▶ Data section
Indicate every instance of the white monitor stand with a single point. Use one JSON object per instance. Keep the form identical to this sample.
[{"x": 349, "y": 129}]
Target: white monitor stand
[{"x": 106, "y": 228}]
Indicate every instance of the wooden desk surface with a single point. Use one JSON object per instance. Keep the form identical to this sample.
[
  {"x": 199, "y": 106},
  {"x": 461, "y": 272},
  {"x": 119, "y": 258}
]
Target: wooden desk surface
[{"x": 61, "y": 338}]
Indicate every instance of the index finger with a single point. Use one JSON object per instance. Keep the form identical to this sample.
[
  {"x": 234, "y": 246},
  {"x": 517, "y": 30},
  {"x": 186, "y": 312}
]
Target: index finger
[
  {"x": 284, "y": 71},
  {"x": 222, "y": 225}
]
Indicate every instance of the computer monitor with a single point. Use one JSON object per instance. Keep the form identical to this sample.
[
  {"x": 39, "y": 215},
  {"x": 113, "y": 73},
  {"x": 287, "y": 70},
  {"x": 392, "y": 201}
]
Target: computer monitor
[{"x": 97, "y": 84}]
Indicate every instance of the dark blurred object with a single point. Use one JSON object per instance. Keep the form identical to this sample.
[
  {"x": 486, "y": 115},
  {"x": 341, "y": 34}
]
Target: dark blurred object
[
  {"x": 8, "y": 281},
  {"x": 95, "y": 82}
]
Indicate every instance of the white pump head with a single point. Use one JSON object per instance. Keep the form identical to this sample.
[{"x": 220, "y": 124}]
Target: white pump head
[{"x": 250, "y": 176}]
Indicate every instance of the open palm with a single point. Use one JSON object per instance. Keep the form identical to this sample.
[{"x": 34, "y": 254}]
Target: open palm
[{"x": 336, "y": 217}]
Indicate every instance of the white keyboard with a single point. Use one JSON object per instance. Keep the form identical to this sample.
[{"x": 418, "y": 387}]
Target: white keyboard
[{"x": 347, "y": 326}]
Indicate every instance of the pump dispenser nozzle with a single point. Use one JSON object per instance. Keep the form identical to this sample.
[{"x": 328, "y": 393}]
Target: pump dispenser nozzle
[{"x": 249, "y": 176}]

▶ Exercise details
Repeat the lines above exactly.

▶ Result for this task
Indicate every instance of the white monitor stand with a single point. Use one JSON object per instance. Keep the form identical to this sample.
[{"x": 349, "y": 129}]
Target: white monitor stand
[{"x": 106, "y": 228}]
Indicate every instance of the wooden desk surface with a single point. Use one JSON object per instance. Keep the form identical to this sample.
[
  {"x": 199, "y": 106},
  {"x": 461, "y": 272},
  {"x": 119, "y": 258}
]
Target: wooden desk surface
[{"x": 61, "y": 338}]
Indicate every instance of the index finger with a single point. Use one JSON object per instance. Keep the form identical to this sample.
[
  {"x": 234, "y": 246},
  {"x": 517, "y": 30},
  {"x": 186, "y": 312}
]
Target: index finger
[
  {"x": 284, "y": 71},
  {"x": 222, "y": 225}
]
Indicate every instance of the computer monitor with a single point. Use one JSON object per instance. Keep the form identical to this sample.
[
  {"x": 39, "y": 215},
  {"x": 113, "y": 73},
  {"x": 287, "y": 70},
  {"x": 392, "y": 201}
]
Target: computer monitor
[{"x": 97, "y": 84}]
Indicate every instance of the dark blurred object with a single point. Use one JSON object per instance. Keep the form identical to this sample.
[
  {"x": 486, "y": 115},
  {"x": 341, "y": 34}
]
Target: dark blurred object
[
  {"x": 8, "y": 281},
  {"x": 95, "y": 82}
]
Indicate every instance of the white pump head with a single point. Use one JSON object per instance. Keep the form identical to this sample.
[{"x": 220, "y": 124}]
Target: white pump head
[{"x": 250, "y": 176}]
Indicate every instance of the open palm with a single point. Use one JSON object per instance. Keep the form identical to this sample.
[{"x": 34, "y": 254}]
Target: open palm
[{"x": 336, "y": 217}]
Indicate every instance of the white keyboard with a single point. Use one JSON object per instance. Keep the form identical to this sample.
[{"x": 418, "y": 387}]
Target: white keyboard
[{"x": 347, "y": 326}]
Indicate every instance of the pump dispenser nozzle with a single point. Use one JSON object per instance. Keep the form identical to this sample.
[{"x": 328, "y": 393}]
Target: pump dispenser nozzle
[{"x": 249, "y": 176}]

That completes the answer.